MALIPIERO, Troilo

Dizionario Biografico degli Italiani - Volume 68 (2007)

MALIPIERO, Troilo

Michele Gottardi

Nacque a Venezia il 21 nov. 1770, primogenito di Angelo di Troilo ed Emilia Fracassetti, discendente da una famiglia di mercanti d'origine bergamasca aggregata al patriziato veneziano nel 1704.

La casata, discendente dai Mastropiero, era già segnalata nel territorio nel 908: dalle sue fila erano usciti due dogi tra XII e XV secolo. Appartenente al ramo delle Procuratie Vecchie, nei pressi di piazza S. Marco, il padre del M. unì su di sé anche l'estinta linea di S. Maria Zobenigo (S. Maria del Giglio). Proprio qui, nel 1808, il M. dichiarava di abitare, nel palazzo di sua proprietà, cui andavano sommate quattro botteghe tra Rialto e a S. Moisè (vicino a S. Marco) e cinque case sparse nelle zone meno centrali, tra S. Margherita, S. Gregorio e S. Martino, nei sestieri di Dorsoduro e Castello.

Iniziato il cursus honorum il 17 febbr. 1796, allo scadere del venticinquesimo anno, il M. fu eletto savio agli Ordini e il 23 genn. 1797 provveditore alle Pompe, ma la fine della Repubblica, avvenuta il 12 maggio 1797, impedì al M. di occupare la carica.

Versato nella scrittura, il M. si connotò come figura di poligrafo, in grado di spaziare dai temi politico-istituzionali, che animavano il dibattito della Venezia aristocratica e asburgica a cavallo del XIX secolo, alla produzione letteraria e tragica di scuola neoclassica, non scevra di spunti critici e polemici verso l'Illuminismo e i costumi dell'epoca. Dopo un curioso saggio di argomento matematico (Dimostrazione sulla triplicazione e trisezione dell'angolo effettuato colla retta e col cerchio, Venezia 1794), il M. pubblicò un opuscolo filosofico (Saggio sugli sforzi della passione nell'intelletto e su' di lei effetti nel cuore, ibid. 1796), teso a mitigare la forza del razionalismo sulla base del recupero - già romantico - del sentimento, in favore di una riaffermata unicità e divinità del mondo, e sull'eguale, necessaria, temperanza di razionalità e passioni all'interno dell'animo umano. L'obiettivo - già chiaro nel Saggio, ma reso evidente nelle opere successive - è la confutazione dell'eredità di J.-J. Rousseau che nel 1798 - coincidenza evidentemente non casuale con l'arrivo degli Austriaci in Veneto in forza del trattato di Campoformido - trovò spazio in uno dei primi scritti politici del M., La felicità della nazione realizzata dal politico e dal sovrano (ibid. 1798).

### CONSEGNE DELL'ESERCIZIO
[1] Rispondi alle seguenti domande sulla voce dedicata a Troilo Malipiero.
(a) In quale anno la famiglia fu aggregata al patriziato veneziano?
(b) In quale data avvenne la fine della Repubblica?
(c) In quale anno fu pubblicata la Dimostrazione sulla triplicazione e trisezione dell'angolo?
[2] Restituisci senza modifiche il passo della voce su Troilo Malipiero compreso tra "Michele Gottardi" e "Dorsoduro e Castello.", estremi inclusi.

### MATERIALE FORNITO
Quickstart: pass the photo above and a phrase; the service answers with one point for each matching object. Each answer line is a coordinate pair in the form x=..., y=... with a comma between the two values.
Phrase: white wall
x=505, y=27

### SOLUZIONI PER CONSEGNA
[1]
(a) Nel 1704.
(b) Il 12 maggio 1797.
(c) Nel 1794.

[2]
Michele Gottardi

Nacque a Venezia il 21 nov. 1770, primogenito di Angelo di Troilo ed Emilia Fracassetti, discendente da una famiglia di mercanti d'origine bergamasca aggregata al patriziato veneziano nel 1704.

La casata, discendente dai Mastropiero, era già segnalata nel territorio nel 908: dalle sue fila erano usciti due dogi tra XII e XV secolo. Appartenente al ramo delle Procuratie Vecchie, nei pressi di piazza S. Marco, il padre del M. unì su di sé anche l'estinta linea di S. Maria Zobenigo (S. Maria del Giglio). Proprio qui, nel 1808, il M. dichiarava di abitare, nel palazzo di sua proprietà, cui andavano sommate quattro botteghe tra Rialto e a S. Moisè (vicino a S. Marco) e cinque case sparse nelle zone meno centrali, tra S. Margherita, S. Gregorio e S. Martino, nei sestieri di Dorsoduro e Castello.